Extract to read:
++++++++++++++++++++
Crash, bang, wallop what a show, they don’t come any bigger than the full-on assault on the senses that is the annual King’s Theatre pantomime, which next year celebrates a 50 year unbroken run of festive shows. With a roster of Scottish acting and comedy talent and a storyline tailor-made for the Glasgow audience this is a year-on-year sell-out success and a long-held tradition with Glaswegian families. This year the story receiving the King’s treatment is Aladdin which, apart from some local in-jokes and the inevitable pop culture references for the tweenies, sticks to the traditional pantomime version of the story.
The success of any festive show is dependent on the strength of its actors and with a plot as holey as Widow Twankey’s capacious drawers; the casting of Scottish comedy icons Karen Dunbar (Mrs. McConkey/The Genie of the Ring), Des Clarke (Wishee Washee) and Gavin Mitchell (Abanazar) is inspired. The sublime comedy skills of the trio are the glue that binds the whole thing together. Dunbar, in particular is a star; a woman who merely needs to raise an eyebrow or flare a nostril to have an audience in stitches, that she is also in possession of a belter of a voice is a fabulous bonus. Mitchell is also in top form as evil baddie Abanazar; giving his best Tim Curry à la Rocky Horror voice and the best “Mwa ha ha” evil laugh you’ll hear in years. As the titular character Kieran Brown has little to do apart from a magic carpet riding rendition of Jackie Wilson’s ‘Higher and Higher’ and a few bits of fluff, as has Jenny Douglas, under-used as Princess Jasmine. The pair are highly gifted performers both in possession of first class musical theatre voices but here we only get glimpses of the talent underneath. The sets and costumes too, are stars in themselves; no expense has been spared in their design and construction and they read supremely well on stage; the word stunning simply doesn’t do them justice.
++++++++++++++++++++
Collected data:
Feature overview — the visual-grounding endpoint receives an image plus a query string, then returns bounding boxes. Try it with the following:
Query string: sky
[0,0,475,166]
++++++++++++++++++++
Extract everything in the pantomime review from "Crash, bang, wallop" down to "of the story.". The lines come from a source separate from the pantomime review.

Answer in full:
Crash, bang, wallop what a show, they don’t come any bigger than the full-on assault on the senses that is the annual King’s Theatre pantomime, which next year celebrates a 50 year unbroken run of festive shows. With a roster of Scottish acting and comedy talent and a storyline tailor-made for the Glasgow audience this is a year-on-year sell-out success and a long-held tradition with Glaswegian families. This year the story receiving the King’s treatment is Aladdin which, apart from some local in-jokes and the inevitable pop culture references for the tweenies, sticks to the traditional pantomime version of the story.